▶ Extrait fourni
━━━━━━
Swans + Norman Westberg @Bruxelles
Le Botanique (Orangerie) - Bruxelles
Difficile de trouver quelque chose à redire sur la programmation du Botanique en ce moment. Après Bohren & der Club of Gore il y a quelques semaines, Armand Hammer et Nuovo Testamento entre temps dont je ne vous parlerai pas ici, place à la légende Swans en ce jeudi soir.
Dans chacun de mes live-reports, j’essaye de donner quelques clés de compréhension aux lecteurs sur les artistes dont je parle, ce qui est aussi ma façon à moi de parler de musique live. Force est de constater qu’il est difficile de résumer Swans, mais je vais quand même essayer, tout en précisant que je ne suis pas un spécialiste de ce groupe à la discographie (et l’histoire) unanimement dense (nombre d’albums et longueur de ceux-ci, richesse des compositions et de l’univers…).
━━━━━━
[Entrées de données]
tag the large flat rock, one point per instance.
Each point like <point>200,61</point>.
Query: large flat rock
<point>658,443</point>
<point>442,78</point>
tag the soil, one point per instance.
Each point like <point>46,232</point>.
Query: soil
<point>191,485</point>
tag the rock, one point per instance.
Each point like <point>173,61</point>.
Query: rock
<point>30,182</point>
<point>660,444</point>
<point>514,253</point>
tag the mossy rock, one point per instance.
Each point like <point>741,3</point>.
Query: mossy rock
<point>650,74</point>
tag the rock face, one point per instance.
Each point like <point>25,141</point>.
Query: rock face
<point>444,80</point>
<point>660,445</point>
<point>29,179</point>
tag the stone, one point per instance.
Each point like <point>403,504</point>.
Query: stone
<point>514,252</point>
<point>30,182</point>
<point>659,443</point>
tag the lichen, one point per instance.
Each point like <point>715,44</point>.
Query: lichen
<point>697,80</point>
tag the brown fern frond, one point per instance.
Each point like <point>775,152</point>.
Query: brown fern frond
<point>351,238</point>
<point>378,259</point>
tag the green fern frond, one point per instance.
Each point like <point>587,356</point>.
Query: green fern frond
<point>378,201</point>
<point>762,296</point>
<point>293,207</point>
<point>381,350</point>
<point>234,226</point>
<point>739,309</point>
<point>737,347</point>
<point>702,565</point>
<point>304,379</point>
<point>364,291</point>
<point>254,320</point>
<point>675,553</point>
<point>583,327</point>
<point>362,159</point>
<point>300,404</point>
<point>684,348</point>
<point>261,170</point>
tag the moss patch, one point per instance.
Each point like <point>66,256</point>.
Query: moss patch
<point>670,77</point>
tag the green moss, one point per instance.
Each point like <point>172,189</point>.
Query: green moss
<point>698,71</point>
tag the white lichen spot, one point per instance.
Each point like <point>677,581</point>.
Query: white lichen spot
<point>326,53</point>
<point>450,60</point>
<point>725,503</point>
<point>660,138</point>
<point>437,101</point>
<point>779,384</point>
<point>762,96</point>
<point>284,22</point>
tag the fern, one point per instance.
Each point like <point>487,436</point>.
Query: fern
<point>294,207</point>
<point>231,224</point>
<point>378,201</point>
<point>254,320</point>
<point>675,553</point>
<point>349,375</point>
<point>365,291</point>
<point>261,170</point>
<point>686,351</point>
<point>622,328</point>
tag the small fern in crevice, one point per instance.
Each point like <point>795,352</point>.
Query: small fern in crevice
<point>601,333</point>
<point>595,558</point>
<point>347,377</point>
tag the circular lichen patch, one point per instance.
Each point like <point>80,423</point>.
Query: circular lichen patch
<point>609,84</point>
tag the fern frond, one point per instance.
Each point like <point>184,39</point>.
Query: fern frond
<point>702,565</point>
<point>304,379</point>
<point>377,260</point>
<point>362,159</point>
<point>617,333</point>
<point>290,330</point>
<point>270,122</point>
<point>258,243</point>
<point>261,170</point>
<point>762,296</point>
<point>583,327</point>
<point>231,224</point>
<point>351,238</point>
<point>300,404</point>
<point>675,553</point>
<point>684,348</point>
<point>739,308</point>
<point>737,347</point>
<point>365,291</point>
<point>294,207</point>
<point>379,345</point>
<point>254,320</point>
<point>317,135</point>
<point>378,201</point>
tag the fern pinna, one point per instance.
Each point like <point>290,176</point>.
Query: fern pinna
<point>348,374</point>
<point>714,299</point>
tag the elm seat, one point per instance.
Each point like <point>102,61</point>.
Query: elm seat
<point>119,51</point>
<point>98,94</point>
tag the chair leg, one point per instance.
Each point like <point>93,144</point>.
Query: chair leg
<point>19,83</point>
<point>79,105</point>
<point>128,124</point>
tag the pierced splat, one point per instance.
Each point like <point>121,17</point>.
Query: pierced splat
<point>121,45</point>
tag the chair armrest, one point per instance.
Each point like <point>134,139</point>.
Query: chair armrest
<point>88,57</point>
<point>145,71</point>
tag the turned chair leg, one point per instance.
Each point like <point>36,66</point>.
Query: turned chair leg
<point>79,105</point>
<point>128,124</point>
━━━━━━
▶ Consignes
1. Répondez, s'il vous plaît, à ces questions sur le compte rendu du concert de Swans :
(a) Dans quelle salle du Botanique le concert a-t-il lieu ?
(b) Quel groupe l'auteur a-t-il vu au Botanique quelques semaines plus tôt ?
(c) Quelle précision l'auteur donne-t-il sur sa connaissance de Swans ?
2. Rédigez la suite du compte rendu du concert de Swans, en reprenant après sa dernière phrase.

▶ Réponses par consigne
1.
(a) Dans l'Orangerie.
(b) Bohren & der Club of Gore.
(c) Il précise qu'il n'est pas un spécialiste de ce groupe.

2.
Pour la faire vite, le groupe est formé au début des années 1980 et se situe à la fois à l’intersection de plusieurs scènes (indus, punk, noise/alternative rock au sens très large…) et dans sa propre marge. De la même façon, les disques de Swans, s’ils s’inscrivent dans des courants existants, ne sont pas vraiment des témoignages de l’époque, précisément aussi car ils sont toujours à l’avant-garde et ne ressemblent généralement à pas grand-chose d’autre. En bref, Swans fait partie de ces formations ambigües, existant à la fois par elle-même mais aussi en relation avec tout un tas d’acteurs de la musique extrême au sens très large.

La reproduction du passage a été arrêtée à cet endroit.